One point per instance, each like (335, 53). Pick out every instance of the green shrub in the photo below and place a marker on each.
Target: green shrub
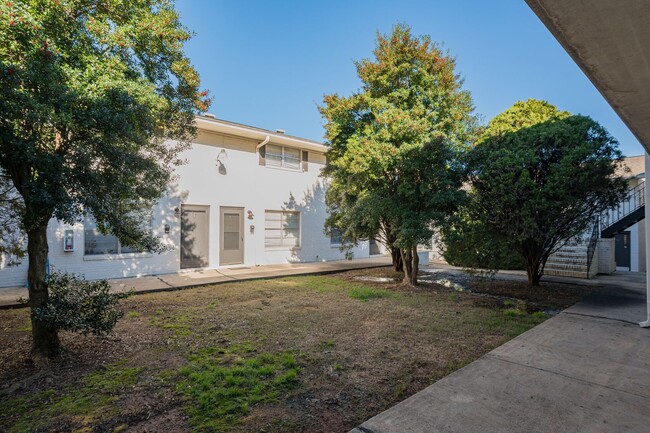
(78, 305)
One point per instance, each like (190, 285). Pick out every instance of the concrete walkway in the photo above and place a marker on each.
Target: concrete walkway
(585, 370)
(186, 279)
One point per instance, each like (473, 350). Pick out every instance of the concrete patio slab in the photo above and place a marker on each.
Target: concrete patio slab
(585, 370)
(194, 278)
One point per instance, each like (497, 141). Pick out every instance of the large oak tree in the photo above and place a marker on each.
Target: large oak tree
(394, 144)
(89, 92)
(539, 176)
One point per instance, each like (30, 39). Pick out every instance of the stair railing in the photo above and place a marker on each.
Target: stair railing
(593, 242)
(634, 200)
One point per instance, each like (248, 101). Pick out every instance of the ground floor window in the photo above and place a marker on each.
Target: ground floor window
(282, 229)
(335, 236)
(97, 243)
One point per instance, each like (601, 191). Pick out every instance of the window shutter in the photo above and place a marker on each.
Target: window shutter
(262, 153)
(305, 160)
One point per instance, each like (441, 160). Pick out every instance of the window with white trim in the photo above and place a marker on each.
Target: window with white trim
(280, 156)
(281, 229)
(97, 243)
(336, 238)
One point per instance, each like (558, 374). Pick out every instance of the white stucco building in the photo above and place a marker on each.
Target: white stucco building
(245, 197)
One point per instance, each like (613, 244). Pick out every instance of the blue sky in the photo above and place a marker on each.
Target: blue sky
(269, 63)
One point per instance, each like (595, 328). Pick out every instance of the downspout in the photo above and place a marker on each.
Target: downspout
(646, 324)
(257, 148)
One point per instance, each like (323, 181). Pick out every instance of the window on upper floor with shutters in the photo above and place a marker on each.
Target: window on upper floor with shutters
(289, 158)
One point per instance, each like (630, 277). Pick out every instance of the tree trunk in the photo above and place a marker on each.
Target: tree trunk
(411, 265)
(534, 269)
(398, 263)
(415, 267)
(45, 339)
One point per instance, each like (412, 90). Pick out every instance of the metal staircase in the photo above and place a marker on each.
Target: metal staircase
(629, 212)
(576, 258)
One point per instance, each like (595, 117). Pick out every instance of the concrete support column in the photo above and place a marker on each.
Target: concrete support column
(646, 324)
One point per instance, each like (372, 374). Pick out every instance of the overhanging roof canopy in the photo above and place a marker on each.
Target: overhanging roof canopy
(610, 41)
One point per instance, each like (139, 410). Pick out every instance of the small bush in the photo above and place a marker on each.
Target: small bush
(367, 293)
(78, 305)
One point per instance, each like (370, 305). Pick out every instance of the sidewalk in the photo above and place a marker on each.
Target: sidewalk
(193, 278)
(584, 370)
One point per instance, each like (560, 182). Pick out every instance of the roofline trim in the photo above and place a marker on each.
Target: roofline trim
(216, 125)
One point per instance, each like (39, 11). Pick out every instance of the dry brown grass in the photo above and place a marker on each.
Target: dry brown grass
(357, 357)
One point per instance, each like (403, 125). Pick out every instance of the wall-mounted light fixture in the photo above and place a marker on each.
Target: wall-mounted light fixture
(220, 159)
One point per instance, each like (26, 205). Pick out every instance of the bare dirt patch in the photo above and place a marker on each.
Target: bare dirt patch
(359, 347)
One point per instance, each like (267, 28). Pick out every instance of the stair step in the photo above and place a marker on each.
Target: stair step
(563, 273)
(565, 255)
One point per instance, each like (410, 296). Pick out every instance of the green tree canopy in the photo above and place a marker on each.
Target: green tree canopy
(89, 92)
(539, 176)
(392, 164)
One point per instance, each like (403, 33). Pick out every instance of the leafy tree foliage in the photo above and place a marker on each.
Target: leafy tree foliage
(12, 237)
(468, 243)
(89, 91)
(394, 145)
(539, 176)
(77, 305)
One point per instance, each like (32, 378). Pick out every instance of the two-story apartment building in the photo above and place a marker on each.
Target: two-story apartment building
(244, 197)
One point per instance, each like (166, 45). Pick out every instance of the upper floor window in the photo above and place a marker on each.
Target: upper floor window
(272, 155)
(335, 236)
(280, 156)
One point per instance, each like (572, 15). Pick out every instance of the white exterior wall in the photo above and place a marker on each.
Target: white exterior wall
(246, 184)
(258, 188)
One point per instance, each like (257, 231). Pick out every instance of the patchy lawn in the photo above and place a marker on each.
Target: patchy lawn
(316, 353)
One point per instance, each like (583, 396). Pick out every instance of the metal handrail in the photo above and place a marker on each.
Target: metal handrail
(634, 200)
(593, 241)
-*-
*ASSIGNED TASK*.
Return the preceding entries verbatim, with the pictures excluded.

*RESULT*.
One point per instance, each like (335, 53). Pick out every instance of the green shrub in the photo below and place a marker on each.
Target: green shrub
(78, 305)
One point per instance, each like (190, 285). Pick out every instance of the concrete walkway in the photo above and place a marker on each.
Target: concrete walkway
(585, 370)
(186, 279)
One point per instance, each like (473, 350). Pick out every instance of the concrete patio slab in the photo above and place a marker on each.
Target: concrete patio slab
(585, 370)
(194, 278)
One point per instance, each like (497, 141). Pick out every instance of the large oak tree in the photo above and place a marker on each.
Target: large oak tree
(394, 144)
(89, 92)
(539, 176)
One point per instance, each like (30, 39). Pick out every instance of the stair railing in the photo above and place a marker on each.
Target: stair railing
(593, 242)
(634, 200)
One point per instance, each like (248, 101). Pick out every instance of the ground floor window in the photo above and place a marker on each.
Target: ground floor window
(282, 229)
(335, 236)
(97, 243)
One point per instance, each like (601, 191). Pick out every instance of the window shutter in the photo above and place a marker on each.
Target: window shutter
(262, 153)
(305, 160)
One point per instance, each like (441, 160). Pick out every instance of the window with white trim in the photo above and place a marker on each.
Target: window with white trim
(280, 156)
(281, 229)
(97, 243)
(336, 238)
One point per instance, each like (558, 374). Pick out every instance of the white stucco building in the photo above and place a marker on each.
Target: white stucco building
(245, 197)
One point per instance, each like (613, 244). Pick out every instance of the blue sky in the photo above and place a marker on each.
Target: blue sky
(269, 63)
One point per instance, each like (595, 328). Pick out every instance of the downspout in the photo above and place a marker on each.
Target: downspout
(646, 324)
(257, 148)
One point per instance, each like (323, 181). Pick out every instance of the window on upper floor with shutters in the photo above and place a marker on each.
Target: window on upper floor with shutters
(289, 158)
One point per instance, each like (630, 277). Pick out every instance of the tree trunk in the photo above and place a marker on each.
Target: tree trunk
(411, 265)
(534, 269)
(398, 263)
(415, 267)
(45, 339)
One point per instance, each like (412, 90). Pick out every instance of the metal staircase in the photo above and place a marker on each.
Target: metal staircase
(629, 212)
(576, 258)
One point per instance, each like (595, 117). Pick out every instance of the concrete support column in the photo above and place a marker on each.
Target: concrete support column
(646, 324)
One point per instance, each like (372, 374). Pick out every instance of the overhanging roof canopy in the photo above and place a marker on each.
Target: overhanging roof canopy
(610, 41)
One point per instance, each like (139, 410). Pick out every instance of the small bush in the photo above and place a marker on each.
Target: small bush
(367, 293)
(78, 305)
One point per instance, each like (370, 305). Pick out every instance of the sidewalk in the photo above and place a marker on each.
Target: sidewalk
(193, 278)
(584, 370)
One point per instance, each like (560, 182). Pick out every instance of the roofline trim in the photo above and place a marker on each.
Target: roofline trim
(216, 125)
One point per instance, each like (39, 11). Pick out every instance of the dry brown grass in the photo above and place a marker on each.
Target: dry brown grass
(357, 357)
One point per instance, each like (403, 125). Pick out every instance of the wall-mounted light fixture in the photo above and place a marker on each.
Target: wall-mounted light fixture
(220, 159)
One point per instance, each like (26, 205). Pick out every instance of the bare dirt patch in the photo above and place a marker on each.
Target: bare dirt patch
(359, 347)
One point per instance, each like (267, 28). Pick out every instance of the stair step in the photo above and place a marker on each.
Target: stair step
(563, 273)
(565, 255)
One point per instance, each like (410, 296). Pick out every instance of the green tree canopy in the photo above and place a marker on each.
Target: green tree canopy
(89, 92)
(539, 176)
(392, 164)
One point per instance, each like (403, 33). Pick out every instance of the leafy tree foliage in the photo above and place a marker on each.
Target: leafy tree foliage
(12, 237)
(468, 243)
(89, 91)
(394, 145)
(539, 176)
(77, 305)
One point per instance, each like (32, 378). Pick out every instance of the two-story apartment building in the photo above and place a marker on each.
Target: two-story apartment building
(244, 197)
One point per instance, each like (166, 45). Pick out every instance of the upper floor window in the photo above and place a marker on each.
Target: upper floor window
(272, 155)
(335, 236)
(280, 156)
One point per instance, each like (572, 15). Pick out every instance of the white exterior wall in the photo above and place a marker on each.
Target: white exterior wall
(246, 184)
(258, 188)
One point per instance, each like (257, 231). Pick out every instance of the patchy lawn in the photo above and place a marker on each.
Target: patchy lawn
(316, 353)
One point per instance, each like (583, 396). Pick out every instance of the metal handrail in the photo above and place a marker on each.
Target: metal handrail
(634, 200)
(593, 241)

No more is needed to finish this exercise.